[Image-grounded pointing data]
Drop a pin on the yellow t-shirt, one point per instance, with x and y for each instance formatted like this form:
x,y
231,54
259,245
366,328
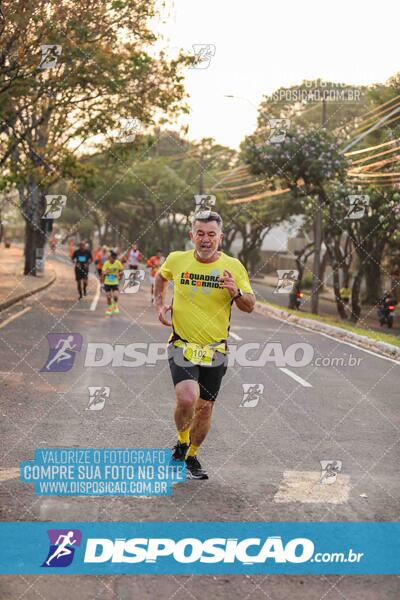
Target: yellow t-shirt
x,y
201,310
112,278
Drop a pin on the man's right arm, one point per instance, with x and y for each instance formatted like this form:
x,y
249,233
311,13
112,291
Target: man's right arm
x,y
160,290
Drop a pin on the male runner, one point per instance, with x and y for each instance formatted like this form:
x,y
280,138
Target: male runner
x,y
206,284
134,256
111,276
82,259
154,263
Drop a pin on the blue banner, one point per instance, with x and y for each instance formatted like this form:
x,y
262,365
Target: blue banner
x,y
200,548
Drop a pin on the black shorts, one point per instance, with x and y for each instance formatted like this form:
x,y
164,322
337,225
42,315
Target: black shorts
x,y
81,274
208,378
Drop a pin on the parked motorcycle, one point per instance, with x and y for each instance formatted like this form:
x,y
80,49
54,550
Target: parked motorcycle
x,y
295,300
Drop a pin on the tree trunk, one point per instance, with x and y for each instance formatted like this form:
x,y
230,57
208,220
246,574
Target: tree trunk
x,y
322,268
373,280
355,294
336,280
317,257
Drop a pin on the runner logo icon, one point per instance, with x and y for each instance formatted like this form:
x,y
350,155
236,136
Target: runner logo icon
x,y
62,349
251,394
97,397
62,547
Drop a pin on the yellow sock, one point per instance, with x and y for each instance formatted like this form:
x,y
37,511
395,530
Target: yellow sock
x,y
183,436
192,450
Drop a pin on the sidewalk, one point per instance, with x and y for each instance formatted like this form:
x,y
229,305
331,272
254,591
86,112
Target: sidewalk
x,y
14,285
327,305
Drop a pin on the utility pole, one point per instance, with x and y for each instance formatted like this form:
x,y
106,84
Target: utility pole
x,y
201,177
317,227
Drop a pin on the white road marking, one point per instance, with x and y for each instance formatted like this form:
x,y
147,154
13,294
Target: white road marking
x,y
305,486
296,377
11,473
19,314
235,336
95,300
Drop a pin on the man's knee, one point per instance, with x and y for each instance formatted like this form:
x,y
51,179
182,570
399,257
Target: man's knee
x,y
204,410
186,396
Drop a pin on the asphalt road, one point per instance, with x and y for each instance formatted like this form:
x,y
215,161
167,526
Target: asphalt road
x,y
263,460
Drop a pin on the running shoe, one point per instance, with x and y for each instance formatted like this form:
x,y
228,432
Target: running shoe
x,y
179,451
194,469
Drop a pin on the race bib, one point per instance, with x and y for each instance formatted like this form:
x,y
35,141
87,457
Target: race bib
x,y
198,354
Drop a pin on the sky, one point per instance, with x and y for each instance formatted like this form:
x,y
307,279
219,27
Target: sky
x,y
262,45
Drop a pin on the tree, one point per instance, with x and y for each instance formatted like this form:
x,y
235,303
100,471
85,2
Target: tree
x,y
305,162
105,73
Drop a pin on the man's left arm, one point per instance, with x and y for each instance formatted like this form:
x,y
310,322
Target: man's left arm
x,y
245,301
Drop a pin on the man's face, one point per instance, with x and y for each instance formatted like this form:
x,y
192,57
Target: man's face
x,y
206,238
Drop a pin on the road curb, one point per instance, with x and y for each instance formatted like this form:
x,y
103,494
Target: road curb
x,y
15,299
342,334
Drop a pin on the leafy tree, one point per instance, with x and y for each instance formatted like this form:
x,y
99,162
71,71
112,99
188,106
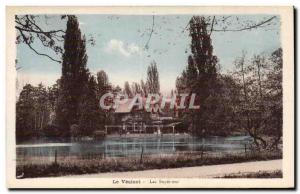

Aim of the exercise —
For this exercise, transcribe the data above line by line, exactly, with pictures omitted.

Result of the task —
Drop a pin on the yellow t-shirt, one point per instance, with x and y for each instance formatted like this form:
x,y
231,54
259,245
366,328
Target: yellow t-shirt
x,y
201,310
112,278
Drop a pin on the man's right arm, one point per instance, with x and y for each instance formatted like this form:
x,y
249,233
311,13
112,291
Target: man's right arm
x,y
160,290
Drop a pin on the male runner, one point per instance, with x and y for each instance formatted like this form:
x,y
280,138
Target: male runner
x,y
206,284
134,256
111,276
82,259
154,263
Drop a pin on the blue banner, one point per instance, with x and y for each instance formatted like this form:
x,y
262,365
Target: blue banner
x,y
200,548
Drop a pin on the black shorts, one point per instance, with x and y for each instance formatted like this form:
x,y
164,322
337,225
42,315
Target: black shorts
x,y
81,274
208,378
Drop a pin on the parked motorcycle, one point per instance, with x and y for each instance formatted like this form:
x,y
80,49
54,550
Target: parked motorcycle
x,y
295,300
Drop a pin on the tree trunk, one point per instance, with x and y for each instance formatted like this form:
x,y
230,57
208,220
246,574
Target: tree trunk
x,y
322,268
373,280
355,294
336,280
317,257
Drop a pin on the runner logo icon, one point per instance, with x and y for each instance formatted like this form:
x,y
350,155
236,136
Target: runner logo icon
x,y
62,349
251,394
97,397
62,547
Drop a pin on the yellow sock, one point per instance, with x and y for each instance formatted like this form:
x,y
37,511
395,530
Target: yellow sock
x,y
183,436
192,450
Drop a pin on the sidewalk, one point per instance, with x and y for each instance formatted like this form:
x,y
229,305
331,272
254,591
86,112
Target: sidewalk
x,y
14,285
327,305
Drop a pin on the utility pole, one point per instance, with x and y for each instance formatted like this form:
x,y
106,84
Target: utility pole
x,y
201,177
317,227
Drop a pin on the white road marking, one point per instance, with x and y for each instance formatted like this form:
x,y
147,154
13,294
Target: white road marking
x,y
305,486
296,377
11,473
19,314
235,336
95,300
Drop a pin on the man's knee, one point per instance, with x and y for each instance formatted like this form:
x,y
51,179
182,570
399,257
Target: man's knee
x,y
204,410
186,396
Drop a pin on the asphalt road, one point per instance, with x and y for each instance formatted like this form:
x,y
215,161
167,526
Target: asphalt road
x,y
263,460
Drop a pin on the running shoe, one point per instance, with x and y for each instance formatted like this form:
x,y
228,432
Target: running shoe
x,y
179,451
194,469
Drop a pin on the race bib, one point per instance, with x and y for each instance formatted like this form:
x,y
35,141
87,457
Target: race bib
x,y
198,354
Drop a pin on the sky, one point per instance, with x and y for each instance formatted like this form:
x,y
307,279
219,27
Target: sky
x,y
262,45
Drop a pin on the tree, one point per instance, with x and y for each instance formatted like this form:
x,y
235,303
100,471
85,2
Target: tree
x,y
305,162
105,73
Drop a pin on the man's left arm, one point per instance, with x and y for each instance formatted like this form:
x,y
310,322
Target: man's left arm
x,y
245,301
Drop a pin on the man's face, one point per instance, with x and y for each instance formatted like this form:
x,y
192,57
Target: man's face
x,y
206,238
Drop a pin on the road curb, one point per instance, with x and y for each instance formatted like this form:
x,y
103,494
Target: road curb
x,y
15,299
342,334
Drop a pin on the leafy tree, one point per instance, with x and y for each instance formatted like this form:
x,y
99,162
71,71
112,99
188,106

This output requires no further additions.